Célébration d’anniversaires

      Extrait de « Se coucher moins bête » : Au Bhoutan, la plupart des habitants ne célèbrent pas leur anniversaire, et beaucoup n’en connaissent même pas la date. Celle-ci ne revêt pas une grande importance : l’essentiel est de mener une vie heureuse. Les Bhoutanais « vieillissent » ainsi tous ensemble, le 1er janvier de chaque année.

      Cet extrait m’a fait réfléchir sur le sens que nous accordons, dans nos sociétés occidentales, à la célébration des anniversaires. Mais en quoi un jour doit-il être plus spécial qu’un autre dans le reste de nos existences ? En quoi et surtout pourquoi ?

     Hier, 19 juin, était l’anniversaire de Soad. En compagnie de bons voisins, nous l’avons fêté en toute simplicité, en fin d’après-midi, autour d’un excellent gâteau commandé depuis la veille chez Bourdon, le pâtissier bien connu de la place d’Audierne. Inutile de préciser que du Boizel, le seul champagne que je bois chez moi depuis que je l’ai découvert, ce champagne qu’appréciait déjà Alfred Hitchcock, a amplement rempli quelques coupes. Ce fut un moment de convivialité et de partage.

     Demain, 21 juin, jour de l’été et fête de la musique, sera mon anniversaire à moi, celui de mes 71 ans. C’est parce que j’ai décidé de ne pas le célébrer que je diffuse le présent message qui s’adresse essentiellement à mes proches et à mes amis. Demain, mon portable sera coupé comme j’ai déjà eu l’occasion de le faire l’an dernier, en deux occasions précises où Soad était en voyage au Caire : le 21 juin et le 25 décembre 2023 ! Non seulement mon portable était éteint, mais j’ai également gardé les volets de ma maison de Pont-Croix obstinément clos. Plutôt que de recevoir des visites ou des coups de fil, j’ai préféré consacrer ces deux journées à la méditation dont Soad m’a fait découvrir la bénéfique pratique depuis les 27 années que nous vivons ensemble.

• _Liste des tâches_:
1 > Reproduisez le passage du texte sur les anniversaires en commençant à « Célébration d’anniversaires » et en terminant à « surtout pourquoi ? ».
2 > Répondez aux questions suivantes sur le texte sur les anniversaires :
(a) À quelle date les Bhoutanais « vieillissent »-ils tous ensemble ?
(b) Chez quel pâtissier le gâteau a-t-il été commandé ?
(c) Quel âge le texte indique-t-il pour l'anniversaire du 21 juin ?
3 > Résumez le texte sur les anniversaires en deux phrases.

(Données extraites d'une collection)
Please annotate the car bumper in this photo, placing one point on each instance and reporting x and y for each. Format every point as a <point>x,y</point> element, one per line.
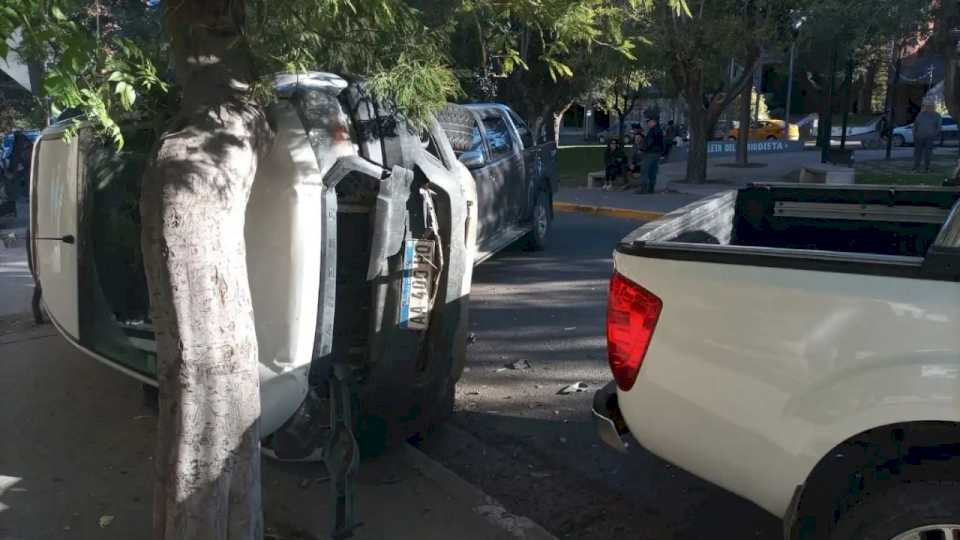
<point>607,417</point>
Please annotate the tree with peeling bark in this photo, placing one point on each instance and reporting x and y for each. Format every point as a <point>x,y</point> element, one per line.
<point>947,40</point>
<point>214,131</point>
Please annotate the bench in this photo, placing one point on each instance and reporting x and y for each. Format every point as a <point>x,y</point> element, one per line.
<point>840,156</point>
<point>595,179</point>
<point>826,174</point>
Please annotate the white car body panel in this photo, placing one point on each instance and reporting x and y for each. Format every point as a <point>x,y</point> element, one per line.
<point>284,219</point>
<point>56,199</point>
<point>755,373</point>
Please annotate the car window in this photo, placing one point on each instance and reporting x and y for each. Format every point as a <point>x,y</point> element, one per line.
<point>501,144</point>
<point>525,136</point>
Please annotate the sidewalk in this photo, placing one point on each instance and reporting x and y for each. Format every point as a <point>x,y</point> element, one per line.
<point>77,462</point>
<point>674,193</point>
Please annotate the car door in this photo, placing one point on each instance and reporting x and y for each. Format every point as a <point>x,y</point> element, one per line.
<point>53,184</point>
<point>496,182</point>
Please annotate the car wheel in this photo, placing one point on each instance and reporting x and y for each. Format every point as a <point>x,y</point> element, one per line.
<point>923,510</point>
<point>542,216</point>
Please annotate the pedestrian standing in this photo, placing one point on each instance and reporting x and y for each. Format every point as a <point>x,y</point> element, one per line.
<point>669,136</point>
<point>653,148</point>
<point>636,154</point>
<point>926,130</point>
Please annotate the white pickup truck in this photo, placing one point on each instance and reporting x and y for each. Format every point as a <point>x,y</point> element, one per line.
<point>800,346</point>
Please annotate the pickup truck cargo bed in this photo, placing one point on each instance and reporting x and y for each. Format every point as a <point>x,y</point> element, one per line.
<point>879,230</point>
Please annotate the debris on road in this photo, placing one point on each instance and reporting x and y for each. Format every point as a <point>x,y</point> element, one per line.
<point>519,364</point>
<point>574,388</point>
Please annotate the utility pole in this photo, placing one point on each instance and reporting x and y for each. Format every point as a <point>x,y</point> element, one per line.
<point>758,84</point>
<point>891,94</point>
<point>846,103</point>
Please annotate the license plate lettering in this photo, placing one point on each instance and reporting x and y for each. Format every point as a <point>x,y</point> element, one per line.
<point>417,283</point>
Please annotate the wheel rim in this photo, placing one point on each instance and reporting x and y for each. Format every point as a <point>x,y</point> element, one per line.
<point>931,532</point>
<point>542,220</point>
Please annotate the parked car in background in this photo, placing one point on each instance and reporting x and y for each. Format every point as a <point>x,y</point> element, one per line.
<point>766,130</point>
<point>903,135</point>
<point>514,169</point>
<point>799,346</point>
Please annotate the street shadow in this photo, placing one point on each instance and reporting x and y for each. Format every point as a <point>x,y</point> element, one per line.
<point>559,474</point>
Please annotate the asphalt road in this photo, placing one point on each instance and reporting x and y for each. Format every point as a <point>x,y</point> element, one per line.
<point>513,436</point>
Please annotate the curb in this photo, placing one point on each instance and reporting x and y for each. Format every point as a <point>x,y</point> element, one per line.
<point>641,215</point>
<point>481,503</point>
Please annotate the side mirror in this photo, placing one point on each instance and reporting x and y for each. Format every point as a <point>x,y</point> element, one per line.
<point>472,159</point>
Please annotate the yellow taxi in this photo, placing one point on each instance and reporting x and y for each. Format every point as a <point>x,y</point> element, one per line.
<point>766,130</point>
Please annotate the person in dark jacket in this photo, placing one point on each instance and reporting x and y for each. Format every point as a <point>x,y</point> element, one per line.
<point>615,161</point>
<point>926,130</point>
<point>636,155</point>
<point>653,149</point>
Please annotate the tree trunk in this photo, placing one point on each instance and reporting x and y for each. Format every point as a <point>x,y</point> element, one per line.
<point>744,119</point>
<point>193,205</point>
<point>621,128</point>
<point>697,150</point>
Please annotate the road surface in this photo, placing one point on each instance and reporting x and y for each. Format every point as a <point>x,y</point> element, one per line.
<point>516,438</point>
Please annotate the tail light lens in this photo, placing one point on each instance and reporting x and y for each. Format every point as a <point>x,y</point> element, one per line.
<point>632,314</point>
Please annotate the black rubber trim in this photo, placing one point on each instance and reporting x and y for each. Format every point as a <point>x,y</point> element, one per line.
<point>826,262</point>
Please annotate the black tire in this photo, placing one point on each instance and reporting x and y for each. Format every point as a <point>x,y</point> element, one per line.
<point>899,509</point>
<point>542,218</point>
<point>457,122</point>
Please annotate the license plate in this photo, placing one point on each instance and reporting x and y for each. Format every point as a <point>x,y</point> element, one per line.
<point>418,272</point>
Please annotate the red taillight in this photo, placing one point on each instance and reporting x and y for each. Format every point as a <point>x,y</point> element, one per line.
<point>632,314</point>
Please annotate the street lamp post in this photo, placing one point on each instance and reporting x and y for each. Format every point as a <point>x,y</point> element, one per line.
<point>797,23</point>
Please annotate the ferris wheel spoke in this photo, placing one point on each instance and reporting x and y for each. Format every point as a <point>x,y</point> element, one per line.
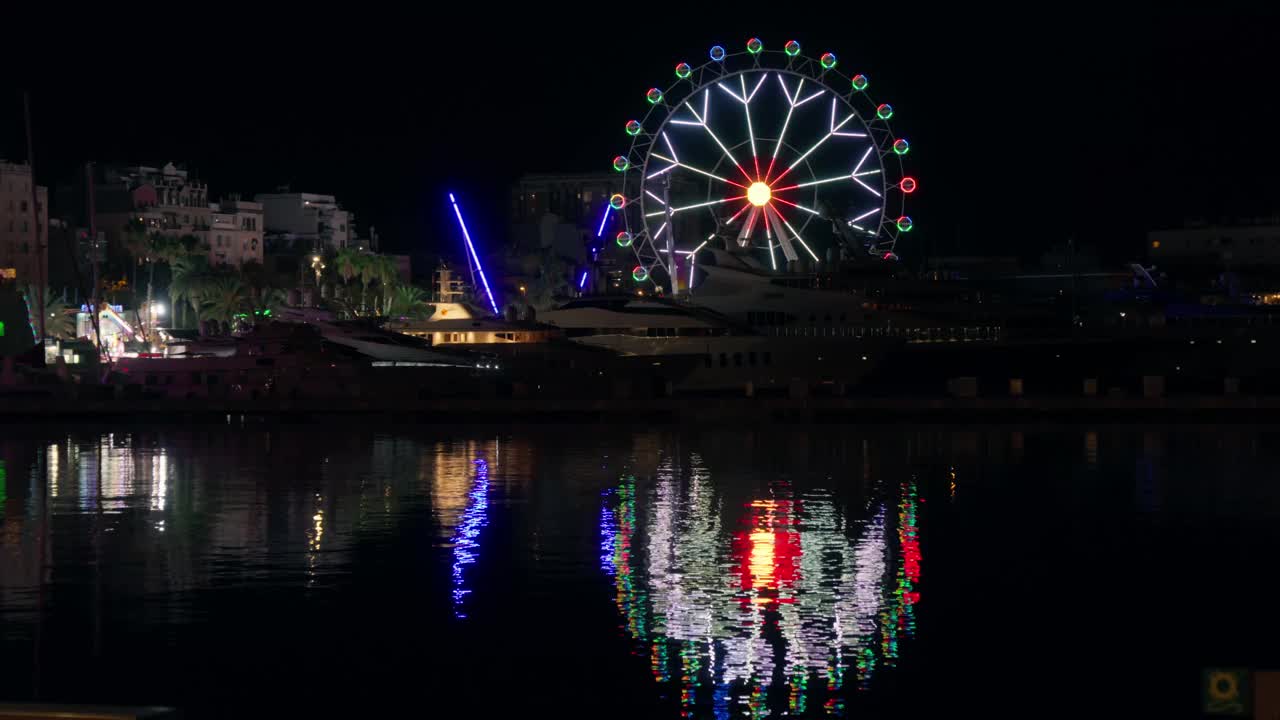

• _Réponses_:
1 >
Célébration d’anniversaires

      Extrait de « Se coucher moins bête » : Au Bhoutan, la plupart des habitants ne célèbrent pas leur anniversaire, et beaucoup n’en connaissent même pas la date. Celle-ci ne revêt pas une grande importance : l’essentiel est de mener une vie heureuse. Les Bhoutanais « vieillissent » ainsi tous ensemble, le 1er janvier de chaque année.

      Cet extrait m’a fait réfléchir sur le sens que nous accordons, dans nos sociétés occidentales, à la célébration des anniversaires. Mais en quoi un jour doit-il être plus spécial qu’un autre dans le reste de nos existences ? En quoi et surtout pourquoi ?

2 >
(a) Le 1er janvier de chaque année.
(b) Chez Bourdon, le pâtissier de la place d'Audierne.
(c) 71 ans.

3 > Au Bhoutan, la plupart des habitants ne célèbrent pas leur anniversaire et vieillissent tous ensemble le 1er janvier, ce qui amène à s'interroger sur l'importance accordée aux anniversaires dans les sociétés occidentales. Après avoir fêté simplement l'anniversaire de Soad le 19 juin avec de bons voisins, autour d'un gâteau et de champagne, la personne qui écrit annonce qu'elle ne célébrera pas ses 71 ans le 21 juin et que son portable sera coupé ce jour-là.